[Opening GIVEN RECORDS section]

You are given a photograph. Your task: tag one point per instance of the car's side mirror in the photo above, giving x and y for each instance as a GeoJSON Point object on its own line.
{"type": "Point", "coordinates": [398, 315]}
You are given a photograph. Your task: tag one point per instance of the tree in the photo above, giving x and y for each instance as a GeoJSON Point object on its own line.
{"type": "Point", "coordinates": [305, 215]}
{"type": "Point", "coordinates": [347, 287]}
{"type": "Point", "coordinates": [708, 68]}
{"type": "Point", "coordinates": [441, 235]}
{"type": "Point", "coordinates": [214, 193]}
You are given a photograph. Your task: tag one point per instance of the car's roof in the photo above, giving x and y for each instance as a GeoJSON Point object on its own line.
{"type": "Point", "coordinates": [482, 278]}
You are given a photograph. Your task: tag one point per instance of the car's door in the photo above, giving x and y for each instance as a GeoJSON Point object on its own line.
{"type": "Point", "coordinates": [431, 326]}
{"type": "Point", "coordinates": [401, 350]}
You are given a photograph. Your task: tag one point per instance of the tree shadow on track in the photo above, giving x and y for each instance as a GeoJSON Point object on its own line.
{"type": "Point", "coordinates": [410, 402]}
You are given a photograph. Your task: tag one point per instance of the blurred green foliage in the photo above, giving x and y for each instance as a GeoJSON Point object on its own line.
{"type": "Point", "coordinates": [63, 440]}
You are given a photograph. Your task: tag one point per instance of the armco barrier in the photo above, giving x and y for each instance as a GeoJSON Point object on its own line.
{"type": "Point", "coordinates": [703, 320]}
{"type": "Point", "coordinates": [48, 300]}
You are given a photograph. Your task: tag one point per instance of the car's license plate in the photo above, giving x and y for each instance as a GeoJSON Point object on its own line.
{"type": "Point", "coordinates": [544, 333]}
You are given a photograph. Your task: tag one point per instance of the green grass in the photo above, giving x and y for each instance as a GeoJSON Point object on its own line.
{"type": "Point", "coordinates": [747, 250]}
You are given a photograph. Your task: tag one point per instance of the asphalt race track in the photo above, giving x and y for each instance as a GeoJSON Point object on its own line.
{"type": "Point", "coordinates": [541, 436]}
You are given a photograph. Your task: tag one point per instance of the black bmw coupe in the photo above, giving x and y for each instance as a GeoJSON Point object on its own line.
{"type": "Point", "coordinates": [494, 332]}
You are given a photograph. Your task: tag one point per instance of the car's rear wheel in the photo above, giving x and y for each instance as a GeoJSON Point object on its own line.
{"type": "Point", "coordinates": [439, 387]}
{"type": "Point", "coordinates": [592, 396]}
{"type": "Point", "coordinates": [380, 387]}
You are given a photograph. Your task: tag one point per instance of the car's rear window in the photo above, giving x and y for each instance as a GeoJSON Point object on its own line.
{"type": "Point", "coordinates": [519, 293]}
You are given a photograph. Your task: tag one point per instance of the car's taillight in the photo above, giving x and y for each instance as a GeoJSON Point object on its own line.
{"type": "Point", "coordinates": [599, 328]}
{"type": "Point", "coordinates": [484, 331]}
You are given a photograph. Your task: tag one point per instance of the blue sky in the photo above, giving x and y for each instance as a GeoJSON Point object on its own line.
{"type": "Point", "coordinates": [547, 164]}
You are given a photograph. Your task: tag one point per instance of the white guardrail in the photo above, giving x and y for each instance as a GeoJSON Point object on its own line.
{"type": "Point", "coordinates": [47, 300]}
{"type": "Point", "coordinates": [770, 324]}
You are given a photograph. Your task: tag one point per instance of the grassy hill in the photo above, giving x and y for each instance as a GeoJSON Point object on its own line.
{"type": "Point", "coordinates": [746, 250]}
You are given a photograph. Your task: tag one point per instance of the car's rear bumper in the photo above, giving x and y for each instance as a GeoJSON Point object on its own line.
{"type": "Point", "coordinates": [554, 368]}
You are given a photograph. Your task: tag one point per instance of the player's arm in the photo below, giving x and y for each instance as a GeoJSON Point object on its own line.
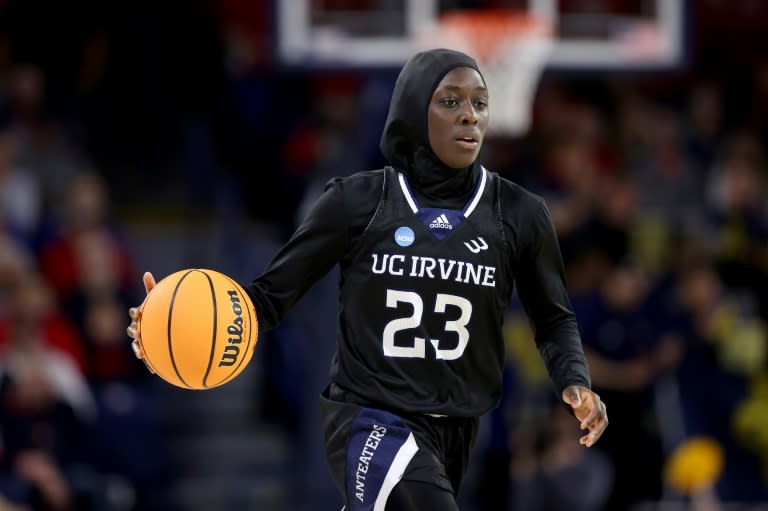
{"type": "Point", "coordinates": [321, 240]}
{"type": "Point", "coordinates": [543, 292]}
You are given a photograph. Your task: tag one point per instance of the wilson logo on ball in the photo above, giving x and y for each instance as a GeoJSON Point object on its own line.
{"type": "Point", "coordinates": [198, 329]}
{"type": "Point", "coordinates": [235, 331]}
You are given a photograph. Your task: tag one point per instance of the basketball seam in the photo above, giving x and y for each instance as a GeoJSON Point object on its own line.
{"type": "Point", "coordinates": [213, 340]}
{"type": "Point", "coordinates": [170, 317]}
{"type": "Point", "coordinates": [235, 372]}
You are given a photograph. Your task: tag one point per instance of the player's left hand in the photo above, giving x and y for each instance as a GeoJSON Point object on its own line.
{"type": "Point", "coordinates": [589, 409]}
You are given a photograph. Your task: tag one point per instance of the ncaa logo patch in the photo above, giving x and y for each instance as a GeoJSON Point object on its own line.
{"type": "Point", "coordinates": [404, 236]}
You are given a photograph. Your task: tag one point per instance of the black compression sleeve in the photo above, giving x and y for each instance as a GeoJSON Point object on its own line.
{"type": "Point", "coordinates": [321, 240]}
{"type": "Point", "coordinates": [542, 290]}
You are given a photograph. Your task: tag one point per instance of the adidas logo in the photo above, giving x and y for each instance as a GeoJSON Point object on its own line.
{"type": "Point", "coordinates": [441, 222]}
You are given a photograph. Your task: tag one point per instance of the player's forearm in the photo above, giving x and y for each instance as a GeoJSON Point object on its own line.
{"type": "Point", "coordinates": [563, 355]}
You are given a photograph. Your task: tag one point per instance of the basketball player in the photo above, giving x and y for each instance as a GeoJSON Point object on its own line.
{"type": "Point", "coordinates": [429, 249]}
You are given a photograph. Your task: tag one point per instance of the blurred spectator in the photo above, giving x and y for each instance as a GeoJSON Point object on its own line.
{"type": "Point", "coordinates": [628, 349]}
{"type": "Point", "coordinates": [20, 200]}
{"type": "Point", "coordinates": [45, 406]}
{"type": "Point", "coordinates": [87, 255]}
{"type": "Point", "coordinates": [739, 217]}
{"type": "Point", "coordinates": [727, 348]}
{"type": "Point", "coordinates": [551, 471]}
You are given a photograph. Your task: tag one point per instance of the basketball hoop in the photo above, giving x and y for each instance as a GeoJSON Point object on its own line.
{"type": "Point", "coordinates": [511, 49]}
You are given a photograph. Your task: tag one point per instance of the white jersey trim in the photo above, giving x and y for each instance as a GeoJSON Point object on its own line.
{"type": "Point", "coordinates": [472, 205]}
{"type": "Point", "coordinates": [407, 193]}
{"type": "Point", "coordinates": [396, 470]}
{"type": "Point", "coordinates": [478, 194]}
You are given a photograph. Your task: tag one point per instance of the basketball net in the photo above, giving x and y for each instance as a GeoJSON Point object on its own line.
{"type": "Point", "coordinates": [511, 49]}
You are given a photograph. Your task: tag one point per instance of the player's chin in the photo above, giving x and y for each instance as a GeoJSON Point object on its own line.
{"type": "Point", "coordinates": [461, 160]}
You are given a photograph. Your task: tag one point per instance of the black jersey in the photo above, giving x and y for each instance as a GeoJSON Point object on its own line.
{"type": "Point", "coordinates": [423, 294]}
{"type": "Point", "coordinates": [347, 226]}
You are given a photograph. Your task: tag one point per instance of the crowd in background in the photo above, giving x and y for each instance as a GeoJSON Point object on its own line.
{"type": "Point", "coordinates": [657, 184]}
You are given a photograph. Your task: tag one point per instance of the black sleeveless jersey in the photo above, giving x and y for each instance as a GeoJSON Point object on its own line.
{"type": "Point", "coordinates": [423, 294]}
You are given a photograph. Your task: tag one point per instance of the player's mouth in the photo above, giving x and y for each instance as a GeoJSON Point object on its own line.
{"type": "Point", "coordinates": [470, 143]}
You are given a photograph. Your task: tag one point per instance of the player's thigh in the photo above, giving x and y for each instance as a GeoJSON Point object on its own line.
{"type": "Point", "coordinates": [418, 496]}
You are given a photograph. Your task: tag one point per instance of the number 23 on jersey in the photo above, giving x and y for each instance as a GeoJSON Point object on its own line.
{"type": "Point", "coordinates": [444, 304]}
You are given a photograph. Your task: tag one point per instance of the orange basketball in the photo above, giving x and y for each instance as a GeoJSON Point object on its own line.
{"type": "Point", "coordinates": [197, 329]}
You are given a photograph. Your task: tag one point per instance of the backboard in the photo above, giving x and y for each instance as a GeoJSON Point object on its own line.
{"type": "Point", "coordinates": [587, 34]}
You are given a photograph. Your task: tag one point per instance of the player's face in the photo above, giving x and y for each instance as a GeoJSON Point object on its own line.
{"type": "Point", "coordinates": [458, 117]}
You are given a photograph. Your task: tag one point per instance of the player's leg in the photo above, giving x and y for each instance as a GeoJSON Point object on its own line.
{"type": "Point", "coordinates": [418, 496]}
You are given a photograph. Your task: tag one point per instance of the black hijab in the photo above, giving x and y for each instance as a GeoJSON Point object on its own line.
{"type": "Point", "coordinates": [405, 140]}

[Closing GIVEN RECORDS section]

ASSIGNMENT: What is needed is an exact copy of the line containing "the player's leg" and each line after it, through the final line of the entries above.

FINISHED EXERCISE:
You are given a photograph. Your task: tag one point per instance of the player's leg in the photo above, giving x and y for each instance as a GeoJSON Point object on its own line.
{"type": "Point", "coordinates": [418, 496]}
You are given a photograph. Your task: tag one point per instance of the black hijab in the photo above, giving x and y for each instance as a GeoJSON Point object on its own line.
{"type": "Point", "coordinates": [405, 140]}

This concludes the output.